Parce qu’elle relève de l’invention formelle, la transposition générique laisse poindre le métissage compositionnel des textes. La présence simultanée, dans Gaspard de la Nuit, de caractéristiques propres au vers (le blanc typographique, la récurrence) et aux genres narratifs brefs (le narrateur, la transformation événementielle diégétique) en sont des exemples.

La transposition modale transforme quant à elle la visée d’un genre, elle permet de redéfinir le rapport particulier d’un genre à ses thèmes. En somme, elle permet à l’écrivain qui la pratique de modifier les balises d’un genre pour qu’il emprunte le dessein d’un autre de façon à parler différemment d’un sujet particulier. Dion, Fortier et Haghebaert parlent à cet égard de « changement de registre » (2001 : 354). La performativité du poème en prose, empruntée au genre théâtral de façon à ce que le genre ressemble parfois à la saynète, en est un exemple[11]. De même,

[...] l’autobiographie africaine, qui tend à greffer à l’introspection individuelle caractéristique du genre en Occident un récit de l’expérience collective, constitue un exemple éloquent d’un tel décalage.

2001 : 354

Bertrand lui-même pratique ce type de transposition lorsqu’il crée les fantaisies novatrices de Gaspard de la Nuit.

La transposition modale

S’inspirant de la critique génétique, les commentateurs s’entendent pour remarquer que

[...] la concentration formera une part importante de l’art d’Aloysius Bertrand. Ce procédé, qui suggère par touches légères et rapides, par une suite d’évocations parfois brutales, réduit le décor à son expression la plus simple.

Corbat, 1975 : 36

Partant d’une première version clairement narrative, par moments prosaïque, Bertrand arrive à créer des textes poétiques. C’est ainsi qu’il emprunte à un mode ses procédés pour en créer un autre.

TÂCHES DEMANDÉES:
1. D'après le texte fourni, quelles caractéristiques propres au vers trouve-t-on dans Gaspard de la Nuit ?
2. Donnez la suite du texte fourni sur la transposition des genres, à partir de sa dernière phrase.

LIGNES:
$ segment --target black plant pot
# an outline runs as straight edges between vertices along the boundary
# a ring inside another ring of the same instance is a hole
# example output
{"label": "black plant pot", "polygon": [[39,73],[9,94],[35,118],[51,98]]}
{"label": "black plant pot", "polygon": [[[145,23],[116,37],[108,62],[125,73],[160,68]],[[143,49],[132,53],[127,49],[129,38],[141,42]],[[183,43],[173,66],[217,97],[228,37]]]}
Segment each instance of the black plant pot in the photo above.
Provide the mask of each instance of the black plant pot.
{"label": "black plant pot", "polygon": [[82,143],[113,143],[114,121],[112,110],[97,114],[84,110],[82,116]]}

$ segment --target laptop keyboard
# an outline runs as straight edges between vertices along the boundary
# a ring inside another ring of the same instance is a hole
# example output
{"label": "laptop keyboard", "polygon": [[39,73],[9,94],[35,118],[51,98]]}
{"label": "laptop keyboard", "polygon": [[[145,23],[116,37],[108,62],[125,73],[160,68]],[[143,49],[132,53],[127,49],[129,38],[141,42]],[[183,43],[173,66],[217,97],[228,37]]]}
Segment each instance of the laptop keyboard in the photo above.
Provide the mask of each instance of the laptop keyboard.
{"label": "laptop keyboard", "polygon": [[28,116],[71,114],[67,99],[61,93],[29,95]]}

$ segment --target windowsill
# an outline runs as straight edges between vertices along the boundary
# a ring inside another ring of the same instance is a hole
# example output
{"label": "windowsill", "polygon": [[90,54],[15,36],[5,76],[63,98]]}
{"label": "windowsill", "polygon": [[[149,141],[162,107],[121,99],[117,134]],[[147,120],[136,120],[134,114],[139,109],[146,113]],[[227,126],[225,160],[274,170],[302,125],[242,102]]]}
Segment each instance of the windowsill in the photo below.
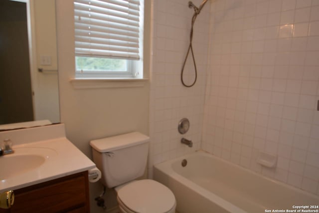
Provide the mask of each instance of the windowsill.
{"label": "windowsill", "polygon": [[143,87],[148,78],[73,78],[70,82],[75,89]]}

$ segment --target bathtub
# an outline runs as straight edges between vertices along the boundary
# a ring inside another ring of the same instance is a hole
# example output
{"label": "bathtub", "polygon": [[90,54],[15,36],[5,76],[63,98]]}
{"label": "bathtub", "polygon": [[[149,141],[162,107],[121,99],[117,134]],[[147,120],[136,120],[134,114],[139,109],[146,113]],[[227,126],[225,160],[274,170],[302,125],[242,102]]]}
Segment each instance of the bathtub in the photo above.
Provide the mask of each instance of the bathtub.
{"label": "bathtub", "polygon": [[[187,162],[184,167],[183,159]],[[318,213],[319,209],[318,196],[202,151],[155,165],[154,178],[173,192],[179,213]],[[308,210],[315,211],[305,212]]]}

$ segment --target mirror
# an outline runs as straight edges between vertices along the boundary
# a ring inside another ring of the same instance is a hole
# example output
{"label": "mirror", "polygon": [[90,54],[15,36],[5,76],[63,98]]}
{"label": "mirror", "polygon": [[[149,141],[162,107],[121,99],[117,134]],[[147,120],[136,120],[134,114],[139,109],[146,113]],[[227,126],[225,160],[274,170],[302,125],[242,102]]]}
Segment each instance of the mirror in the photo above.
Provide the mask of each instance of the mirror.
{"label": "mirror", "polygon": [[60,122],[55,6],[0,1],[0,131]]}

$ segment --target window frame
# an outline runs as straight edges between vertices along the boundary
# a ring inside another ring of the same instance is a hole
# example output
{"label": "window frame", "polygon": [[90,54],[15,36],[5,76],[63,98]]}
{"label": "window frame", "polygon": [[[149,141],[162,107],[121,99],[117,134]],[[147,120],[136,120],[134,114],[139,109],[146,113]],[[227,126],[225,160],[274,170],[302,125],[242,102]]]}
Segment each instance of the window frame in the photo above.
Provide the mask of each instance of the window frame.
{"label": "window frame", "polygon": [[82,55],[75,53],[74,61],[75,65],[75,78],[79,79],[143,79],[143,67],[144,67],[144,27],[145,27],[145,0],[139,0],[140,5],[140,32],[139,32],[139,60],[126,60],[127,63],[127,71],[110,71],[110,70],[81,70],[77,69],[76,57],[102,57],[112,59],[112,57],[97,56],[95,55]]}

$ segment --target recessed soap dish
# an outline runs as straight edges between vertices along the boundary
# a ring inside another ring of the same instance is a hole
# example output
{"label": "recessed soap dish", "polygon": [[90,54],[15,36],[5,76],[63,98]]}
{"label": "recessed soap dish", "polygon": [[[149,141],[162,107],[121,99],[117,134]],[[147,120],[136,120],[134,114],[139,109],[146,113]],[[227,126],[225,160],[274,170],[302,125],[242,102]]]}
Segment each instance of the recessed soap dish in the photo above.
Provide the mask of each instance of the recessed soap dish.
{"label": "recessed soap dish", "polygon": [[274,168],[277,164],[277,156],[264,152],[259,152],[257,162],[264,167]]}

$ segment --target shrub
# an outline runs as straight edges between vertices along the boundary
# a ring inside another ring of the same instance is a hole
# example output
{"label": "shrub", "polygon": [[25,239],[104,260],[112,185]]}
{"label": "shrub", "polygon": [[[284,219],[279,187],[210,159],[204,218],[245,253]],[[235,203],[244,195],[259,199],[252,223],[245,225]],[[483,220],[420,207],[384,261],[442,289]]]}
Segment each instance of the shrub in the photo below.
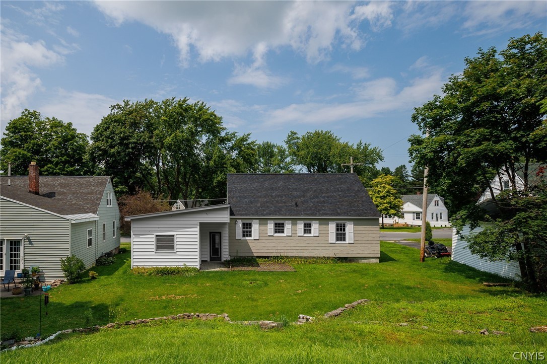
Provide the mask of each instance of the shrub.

RÉSULTATS DE L'EXERCICE:
1. Le blanc typographique et la récurrence.

2.
En témoignent « L’air magique de Jehan de Vitteaux » (2000 : 271-272) et son avant-texte, « La gourde et le flageolet » (2000 : 364). Ce dernier rappelle, par sa forme et sa visée, les récits brefs romantiques. D’abord, il renferme un argument narratif, qui se comprend selon l’ordre séquentiel et hypotaxique de sa diégèse[12]. Ensuite, il s’ouvre sur une formule qui rappelle le « Il était une fois » du conte[13]. De même, son narrateur met en évidence le caractère typé des personnages, qui deviennent autant de parangons qui s’opposent au sein de la trame narrative[14]. Enfin, le texte se termine sur une moralité dont la dernière proposition, « mais au diable si je bois jamais à la gourde d’un vilain ! » (2000 : 364), confère au texte une valeur narrative d’exemplum.

Bertrand reprend ces éléments dans « L’air magique de Jehan de Vitteaux », mais d’une manière fragmentaire, suggérant là que le second texte transfère sur le mode poétique les éléments narratifs de la première version. Par exemple, la première strophe présente les mêmes deux personnages, mais sur le mode de la juxtaposition plutôt que de l’enchaînement narratif :

La feuillée verte et touffue : un clerc du gai savoir qui voyage avec sa gourde et son rebec, et un chevalier armé d’une énorme épée à couper en deux la tour de Montlhéry.

2000 : 271

De même les deux sections de la phrase séparées par le deux-points se trouvent dans un rapport de simultanéité plutôt que de conséquence. Insécable, l’image rompt avec une éventuelle linéarité narrative. Aussi, la relative absence d’adjectifs qualificatifs au sein de la strophe montre que les descriptions y sont minimales ; en utilisant principalement des noms communs, Bertrand semble suggérer qu’il faille laisser à l’imagination du lecteur le soin de visualiser la scène comme il l’entend. L’auteur procède par touches suggestives et lacunaires qui disent finalement beaucoup plus qu’elles ne paraissent, si ce n’est que parce qu’elles ne disent rien de l’état du clerc, de ses instruments, ou du chevalier.

Sans totalement supprimer le caractère anecdotique de son texte, Bertrand le transforme d’une manière telle que, du mode narratif, l’histoire racontée se trouve rapidement transposée sur le mode poétique. Bertrand utilise les ressources propres aux genres narratifs brefs, tels que l’usage du parangon, pour finalement livrer à ses lecteurs un texte que la postérité considérera comme un poème en prose, c’est-à-dire comme un texte en prose fonctionnant sur le mode de l’implicite et de la suggestion que l’on connaît à la poésie.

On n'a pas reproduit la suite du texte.